Texte à lire →
+++++

Chantale Roy
Enseignante au Collège Éducacentre (Programme en Santé, Nutrition holistique)
Diplômée en enseignement en sciences de la santé et en art culinaire
Réduire son empreinte carbone avec une assiette plus verte

En 2016, l’Assemblée générale des Nations unies a désigné le 18 juin comme étant la journée de la gastronomie durable. L’ONU définit ce concept comme « une cuisine qui tient compte de la provenance des ingrédients, de la façon dont les aliments sont cultivés et dont ils arrivent sur nos marchés et éventuellement dans nos assiettes. »
En cette ère où la planète doit jongler entre changements climatiques et inflation, cela va encore de soi d’inclure l’art de la table dans notre liste d’activités quotidiennes à actualiser. Comment ce geste artistique, tantôt simple, tantôt sophistiqué, peut-il se faire de façon responsable, sans perdre un gramme de sa créativité caractéristique? La réponse repose assurément dans la perspective sous laquelle on abordera dorénavant la cuisine maison, la restauration et l’industrie alimentaire à plus grande échelle.
Urgence de la cuisine responsable
En 2022, doit-on vraiment changer sa façon d’aborder la cuisine? Pourquoi cuisiner de façon durable? La réponse est évidemment dans la question. Il est urgent de le faire. La planète s’agite de plus en plus et cette agitation s’accentue au rythme des rapports d’études sur le climat, publiés périodiquement, qui nous somment d’agir sur tous les fronts. Si, pour certains, les effets du réchauffement climatique se font sentir au quotidien (sécheresses, inondations, derecho…), pour d’autres, ces enjeux ne semblent s’appliquer « qu’à l’étranger ». L’horloge climatique de Damon Matthews de l’Université Concordia ne devrait cependant laisser personne indifférent! Celle-ci nous permet de voir, en temps réel, la température qui s’élève, les tonnes de CO2e émises et le temps qu’il reste avant d’atteindre le seuil critique de 1,5 degré Celsius d’augmentation.
GES et alimentation

La plupart s’entendent sur l’urgence d’agir, mais quelle est la part de responsabilité du geste innocent de cuisiner? En avril dernier, le 6e rapport du GIEC (Groupe international d’experts sur le climat) indiquait que l’agriculture représente environ 20 % des émissions mondiales de GES (gaz à effet de serre) dont 50 % sont dues à l’élevage. Il faut dire que le méthane, produit entre autres par les déjections des ruminants, est un GES ayant un pouvoir de réchauffement 86 fois plus élevé que celui du CO2 sur une période de 20 ans. Au surplus, l’étendue faramineuse des terres utilisées pour produire la nourriture du bétail prive la planète de milieux naturels, comme les forêts, qui auraient comme mission salutaire de séquestrer du carbone. N’oublions pas non plus le méthane émis par l’enfouissement de résidus alimentaires dans les décharges.

+++++

Tâches et exercices →
**1.** Relevez, dans l’article sur la gastronomie durable, tous les effets du réchauffement climatique cités entre parenthèses.
**2.** Indiquez si chacune des affirmations suivantes concorde avec l’article sur la gastronomie durable, en répondant par oui ou par non et en citant les mots qui tranchent : (a) L’Assemblée générale des Nations unies a fait du 18 juin la journée de la gastronomie durable en 2016. (b) D’après le 6e rapport du GIEC, l’élevage représente à lui seul environ 20 % des émissions mondiales de GES. (c) Sur une période de 20 ans, le pouvoir de réchauffement du méthane est 86 fois plus élevé que celui du CO2.
Les entrées qui suivent n’ont aucun lien avec l’article sur la gastronomie durable.

+++++

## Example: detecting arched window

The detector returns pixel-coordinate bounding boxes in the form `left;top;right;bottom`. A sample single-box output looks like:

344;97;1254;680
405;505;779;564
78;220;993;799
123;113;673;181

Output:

+++++

En réponse →
**1.** sécheresses, inondations, derecho

**2.**
(a) Oui : « En 2016, l’Assemblée générale des Nations unies a désigné le 18 juin comme étant la journée de la gastronomie durable. »
(b) Non : « l’agriculture représente environ 20 % des émissions mondiales de GES (gaz à effet de serre) dont 50 % sont dues à l’élevage »
(c) Oui : « un GES ayant un pouvoir de réchauffement 86 fois plus élevé que celui du CO2 sur une période de 20 ans »